■ LISTED RECORDS:
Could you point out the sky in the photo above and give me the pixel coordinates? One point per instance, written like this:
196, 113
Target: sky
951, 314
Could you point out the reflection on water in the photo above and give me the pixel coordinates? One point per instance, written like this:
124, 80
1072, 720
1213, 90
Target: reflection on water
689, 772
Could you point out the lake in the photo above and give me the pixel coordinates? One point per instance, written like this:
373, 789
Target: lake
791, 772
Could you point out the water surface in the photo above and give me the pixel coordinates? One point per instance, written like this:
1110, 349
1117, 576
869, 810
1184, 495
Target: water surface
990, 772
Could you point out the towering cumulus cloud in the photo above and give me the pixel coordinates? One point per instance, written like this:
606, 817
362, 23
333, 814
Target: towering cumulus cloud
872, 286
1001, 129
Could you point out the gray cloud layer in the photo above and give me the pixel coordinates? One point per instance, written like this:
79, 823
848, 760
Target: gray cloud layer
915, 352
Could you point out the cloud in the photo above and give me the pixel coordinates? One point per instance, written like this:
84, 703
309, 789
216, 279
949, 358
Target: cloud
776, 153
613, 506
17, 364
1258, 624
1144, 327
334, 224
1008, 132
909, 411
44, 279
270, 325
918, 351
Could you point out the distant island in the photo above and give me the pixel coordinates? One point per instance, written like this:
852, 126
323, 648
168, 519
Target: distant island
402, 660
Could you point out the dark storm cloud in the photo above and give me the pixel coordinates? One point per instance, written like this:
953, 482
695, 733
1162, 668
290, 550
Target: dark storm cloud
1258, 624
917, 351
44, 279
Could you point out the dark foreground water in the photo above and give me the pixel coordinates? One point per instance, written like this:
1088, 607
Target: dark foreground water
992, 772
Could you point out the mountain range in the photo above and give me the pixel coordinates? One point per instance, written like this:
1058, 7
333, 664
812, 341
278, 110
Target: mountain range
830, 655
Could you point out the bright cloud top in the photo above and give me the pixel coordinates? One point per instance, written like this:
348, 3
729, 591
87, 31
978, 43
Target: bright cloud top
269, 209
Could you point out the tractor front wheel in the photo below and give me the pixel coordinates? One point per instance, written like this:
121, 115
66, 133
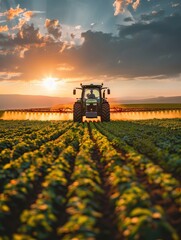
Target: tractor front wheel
77, 114
105, 116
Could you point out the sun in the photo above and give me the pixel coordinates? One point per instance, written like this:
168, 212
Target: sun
50, 83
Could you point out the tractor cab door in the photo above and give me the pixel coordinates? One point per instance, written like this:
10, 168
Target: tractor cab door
91, 93
91, 98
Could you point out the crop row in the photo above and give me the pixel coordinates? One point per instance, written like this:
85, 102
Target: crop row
29, 143
46, 172
160, 144
90, 181
137, 217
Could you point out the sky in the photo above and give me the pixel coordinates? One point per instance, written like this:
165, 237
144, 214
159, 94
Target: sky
49, 47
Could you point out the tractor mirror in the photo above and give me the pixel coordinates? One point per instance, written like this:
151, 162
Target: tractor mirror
104, 95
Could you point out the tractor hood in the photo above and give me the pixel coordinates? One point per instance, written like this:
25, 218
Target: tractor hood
91, 101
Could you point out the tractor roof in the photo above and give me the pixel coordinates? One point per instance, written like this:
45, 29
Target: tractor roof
91, 86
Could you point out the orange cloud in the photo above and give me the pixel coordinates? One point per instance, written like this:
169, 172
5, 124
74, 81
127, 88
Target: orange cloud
13, 12
120, 5
4, 28
28, 15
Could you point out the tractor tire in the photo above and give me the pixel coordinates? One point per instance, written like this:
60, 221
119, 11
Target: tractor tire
77, 114
105, 115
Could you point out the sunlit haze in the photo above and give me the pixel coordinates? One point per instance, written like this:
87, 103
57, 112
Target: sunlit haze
50, 47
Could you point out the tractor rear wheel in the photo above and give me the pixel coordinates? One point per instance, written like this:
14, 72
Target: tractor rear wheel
77, 114
105, 116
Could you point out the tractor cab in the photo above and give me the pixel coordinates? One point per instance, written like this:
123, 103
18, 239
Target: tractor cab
92, 103
91, 97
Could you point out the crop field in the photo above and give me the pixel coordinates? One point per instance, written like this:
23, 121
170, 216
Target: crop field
117, 180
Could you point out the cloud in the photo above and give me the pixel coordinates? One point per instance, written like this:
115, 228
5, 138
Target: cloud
120, 5
128, 19
53, 28
4, 28
9, 75
28, 15
141, 49
13, 12
152, 15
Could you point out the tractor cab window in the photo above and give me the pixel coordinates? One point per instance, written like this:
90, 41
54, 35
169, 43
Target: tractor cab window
90, 93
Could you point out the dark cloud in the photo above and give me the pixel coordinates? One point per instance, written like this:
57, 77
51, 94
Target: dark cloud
152, 15
128, 19
141, 49
53, 28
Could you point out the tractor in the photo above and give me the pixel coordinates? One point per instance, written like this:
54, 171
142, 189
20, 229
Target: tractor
92, 103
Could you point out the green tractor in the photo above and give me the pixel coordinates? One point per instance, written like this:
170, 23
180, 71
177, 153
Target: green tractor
92, 103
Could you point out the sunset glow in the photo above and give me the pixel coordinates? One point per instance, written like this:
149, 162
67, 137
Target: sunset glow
50, 47
49, 83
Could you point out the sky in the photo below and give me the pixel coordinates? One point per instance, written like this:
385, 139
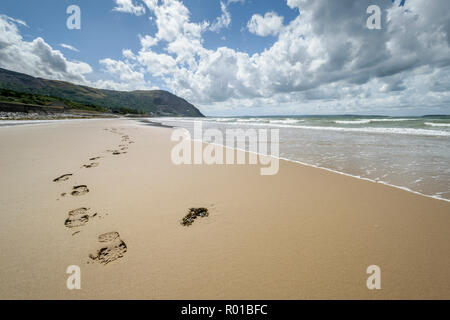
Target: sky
243, 57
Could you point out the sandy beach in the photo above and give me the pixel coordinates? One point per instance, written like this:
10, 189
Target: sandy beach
304, 233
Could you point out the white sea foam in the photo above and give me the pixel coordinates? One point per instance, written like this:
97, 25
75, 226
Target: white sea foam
287, 121
375, 130
434, 124
366, 121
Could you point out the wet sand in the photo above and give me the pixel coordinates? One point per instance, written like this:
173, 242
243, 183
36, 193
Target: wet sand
304, 233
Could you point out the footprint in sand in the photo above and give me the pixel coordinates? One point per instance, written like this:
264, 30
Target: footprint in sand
91, 165
79, 190
111, 248
64, 177
78, 218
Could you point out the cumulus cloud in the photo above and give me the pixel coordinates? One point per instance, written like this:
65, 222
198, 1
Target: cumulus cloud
128, 6
69, 47
270, 24
325, 57
36, 57
224, 20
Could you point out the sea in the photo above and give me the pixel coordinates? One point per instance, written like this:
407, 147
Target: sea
412, 153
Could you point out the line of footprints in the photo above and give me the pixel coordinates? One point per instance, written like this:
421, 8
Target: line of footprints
111, 247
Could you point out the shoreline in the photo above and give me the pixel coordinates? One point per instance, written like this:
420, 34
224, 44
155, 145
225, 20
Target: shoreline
300, 234
160, 124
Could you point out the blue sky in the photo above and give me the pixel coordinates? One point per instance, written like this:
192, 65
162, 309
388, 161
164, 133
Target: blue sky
243, 57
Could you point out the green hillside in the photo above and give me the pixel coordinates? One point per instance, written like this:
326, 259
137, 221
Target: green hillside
154, 103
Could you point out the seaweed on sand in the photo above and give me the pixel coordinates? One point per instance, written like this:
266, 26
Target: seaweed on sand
193, 214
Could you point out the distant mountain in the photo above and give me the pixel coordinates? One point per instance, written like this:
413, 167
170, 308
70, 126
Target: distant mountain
153, 102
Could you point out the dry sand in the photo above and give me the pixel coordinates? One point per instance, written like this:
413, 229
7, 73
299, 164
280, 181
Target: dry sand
303, 233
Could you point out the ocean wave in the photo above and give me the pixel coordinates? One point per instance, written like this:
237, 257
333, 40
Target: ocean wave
375, 130
366, 121
287, 121
434, 124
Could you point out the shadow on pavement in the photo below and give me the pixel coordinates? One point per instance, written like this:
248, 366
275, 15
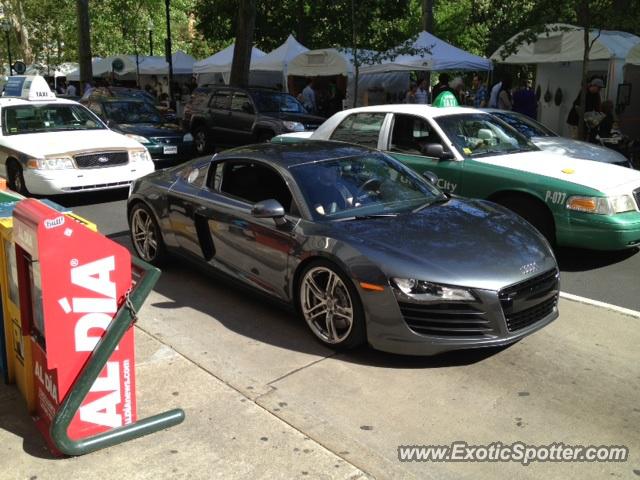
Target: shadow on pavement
580, 260
15, 419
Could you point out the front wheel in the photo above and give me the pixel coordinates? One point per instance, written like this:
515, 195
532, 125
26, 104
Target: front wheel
331, 307
146, 236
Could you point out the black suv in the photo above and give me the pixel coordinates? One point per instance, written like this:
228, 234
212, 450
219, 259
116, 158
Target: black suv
229, 116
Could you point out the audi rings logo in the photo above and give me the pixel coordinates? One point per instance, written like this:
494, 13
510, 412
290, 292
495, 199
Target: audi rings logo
529, 268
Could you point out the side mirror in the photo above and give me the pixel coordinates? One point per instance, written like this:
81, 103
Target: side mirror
436, 150
247, 107
269, 209
431, 177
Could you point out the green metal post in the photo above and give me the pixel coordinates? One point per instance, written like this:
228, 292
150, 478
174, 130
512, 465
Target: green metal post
104, 348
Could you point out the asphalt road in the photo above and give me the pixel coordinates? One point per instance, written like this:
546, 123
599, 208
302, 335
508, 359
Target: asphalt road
610, 277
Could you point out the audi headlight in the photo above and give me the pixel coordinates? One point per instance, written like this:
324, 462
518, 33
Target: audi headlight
427, 291
139, 138
139, 156
51, 163
293, 126
601, 205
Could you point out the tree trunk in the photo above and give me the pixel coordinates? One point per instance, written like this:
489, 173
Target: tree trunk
244, 43
22, 32
84, 43
427, 15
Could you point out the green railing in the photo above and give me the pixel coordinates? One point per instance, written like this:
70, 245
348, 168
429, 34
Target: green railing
98, 359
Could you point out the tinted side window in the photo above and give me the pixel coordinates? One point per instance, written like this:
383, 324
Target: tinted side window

■ ASSIGNMENT: Filter the entries down to the lines that include the string "below".

■ ANSWER TO THIS TASK:
Could you point out the tractor front wheel in the photo below and give me the pixel coordinates? One point per instance, written like this:
Could you point out the sky in the photo below and give me the pixel coordinates? One point per instance, written like this:
Could you point out the shadow on pavement in the photo below and give me the pixel coordinates? One point per instance, written like this:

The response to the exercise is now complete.